__Exercise brief__. Please return exactly the lines from the one containing "Identify one point on each instance of the refrigerator door" through the end of the records, including both.

[Referring expression pointing data]
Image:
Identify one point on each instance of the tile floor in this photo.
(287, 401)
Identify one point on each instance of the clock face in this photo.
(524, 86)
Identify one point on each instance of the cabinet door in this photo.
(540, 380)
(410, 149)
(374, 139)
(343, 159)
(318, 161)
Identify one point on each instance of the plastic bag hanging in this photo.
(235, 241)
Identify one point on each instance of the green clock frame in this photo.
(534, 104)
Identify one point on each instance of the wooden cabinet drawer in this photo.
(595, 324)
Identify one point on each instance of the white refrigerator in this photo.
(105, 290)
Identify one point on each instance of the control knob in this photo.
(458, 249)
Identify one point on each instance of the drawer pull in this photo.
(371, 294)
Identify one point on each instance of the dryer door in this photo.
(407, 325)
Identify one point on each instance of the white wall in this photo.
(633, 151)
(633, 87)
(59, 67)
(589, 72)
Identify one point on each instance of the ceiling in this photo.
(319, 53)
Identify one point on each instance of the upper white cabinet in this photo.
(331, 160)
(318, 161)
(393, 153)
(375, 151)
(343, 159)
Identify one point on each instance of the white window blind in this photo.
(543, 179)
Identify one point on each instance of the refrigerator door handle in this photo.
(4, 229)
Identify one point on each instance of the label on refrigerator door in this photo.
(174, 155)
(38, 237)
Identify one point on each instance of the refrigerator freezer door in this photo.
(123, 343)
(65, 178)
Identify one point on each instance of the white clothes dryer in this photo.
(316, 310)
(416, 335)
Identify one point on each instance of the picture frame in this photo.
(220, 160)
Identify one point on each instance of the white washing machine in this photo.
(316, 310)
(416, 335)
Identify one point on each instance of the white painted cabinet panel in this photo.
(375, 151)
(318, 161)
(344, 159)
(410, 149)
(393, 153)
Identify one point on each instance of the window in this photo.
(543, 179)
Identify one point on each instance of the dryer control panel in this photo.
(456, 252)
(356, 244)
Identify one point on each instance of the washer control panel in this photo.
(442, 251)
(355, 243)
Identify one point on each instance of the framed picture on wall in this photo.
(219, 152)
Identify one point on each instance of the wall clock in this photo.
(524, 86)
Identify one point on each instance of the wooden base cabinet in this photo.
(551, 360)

__Answer to the exercise__.
Identify one point on each instance of the refrigerator door handle in this photo.
(4, 229)
Identify one point on each instance of the label on refrigerator door in this photo.
(174, 155)
(38, 237)
Identify one point on each instance of the refrigerator freezer door in this photo.
(123, 343)
(65, 178)
Identify one point on each instance of the white clothes dryer in this photo.
(316, 310)
(416, 335)
Identify one point on each instance of the picture frame in this photo.
(220, 160)
Identify one point on each instance of the white washing machine in this photo.
(316, 310)
(416, 335)
Identify one point on each instance of the white painted cabinet panel in this photo.
(375, 151)
(318, 161)
(344, 159)
(410, 149)
(393, 153)
Identify one point on each instance of the window in this photo.
(543, 179)
Identify one point on each instance of the dryer control panel in this photo.
(456, 252)
(356, 244)
Identify one point on each instance of the washer control panel in this photo.
(442, 251)
(355, 243)
Identify one point on each instance of the framed picture on wall in this photo.
(219, 152)
Identify one point on each instance of the wall clock in this photo.
(524, 86)
Identify one point on each instance of the wooden base cabinet in this photo.
(551, 360)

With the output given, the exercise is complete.